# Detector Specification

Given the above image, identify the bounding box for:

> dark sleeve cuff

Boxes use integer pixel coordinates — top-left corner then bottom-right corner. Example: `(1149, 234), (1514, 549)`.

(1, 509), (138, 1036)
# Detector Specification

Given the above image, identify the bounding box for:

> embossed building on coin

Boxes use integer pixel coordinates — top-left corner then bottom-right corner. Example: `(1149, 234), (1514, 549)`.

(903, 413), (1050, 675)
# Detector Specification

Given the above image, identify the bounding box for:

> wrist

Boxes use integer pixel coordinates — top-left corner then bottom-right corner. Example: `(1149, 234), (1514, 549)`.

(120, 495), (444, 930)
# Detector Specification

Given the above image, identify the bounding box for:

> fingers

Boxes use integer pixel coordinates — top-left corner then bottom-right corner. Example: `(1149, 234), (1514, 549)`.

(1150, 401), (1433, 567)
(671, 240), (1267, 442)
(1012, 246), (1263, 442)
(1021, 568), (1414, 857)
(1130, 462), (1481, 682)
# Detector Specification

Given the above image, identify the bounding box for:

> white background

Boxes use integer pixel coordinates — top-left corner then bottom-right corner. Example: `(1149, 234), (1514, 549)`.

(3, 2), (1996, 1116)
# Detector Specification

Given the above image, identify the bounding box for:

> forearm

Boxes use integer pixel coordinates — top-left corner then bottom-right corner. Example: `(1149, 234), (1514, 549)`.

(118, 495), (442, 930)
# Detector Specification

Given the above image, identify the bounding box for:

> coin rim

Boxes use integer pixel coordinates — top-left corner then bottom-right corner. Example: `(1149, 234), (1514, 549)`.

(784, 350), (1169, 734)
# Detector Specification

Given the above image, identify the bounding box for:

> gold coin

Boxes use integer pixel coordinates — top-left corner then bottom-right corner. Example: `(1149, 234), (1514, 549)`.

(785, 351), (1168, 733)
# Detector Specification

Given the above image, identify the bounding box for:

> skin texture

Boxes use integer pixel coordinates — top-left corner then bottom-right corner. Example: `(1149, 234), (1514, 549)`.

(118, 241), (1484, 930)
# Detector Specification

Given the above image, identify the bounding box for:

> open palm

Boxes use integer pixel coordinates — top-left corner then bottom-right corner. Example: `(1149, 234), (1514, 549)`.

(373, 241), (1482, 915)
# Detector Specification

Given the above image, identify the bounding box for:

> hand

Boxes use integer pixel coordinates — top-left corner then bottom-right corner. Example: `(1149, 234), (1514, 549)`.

========================

Problem details »
With "coin" as the word to match, copy each line of the records that has it.

Exercise answer »
> embossed building on coin
> coin rim
> gold coin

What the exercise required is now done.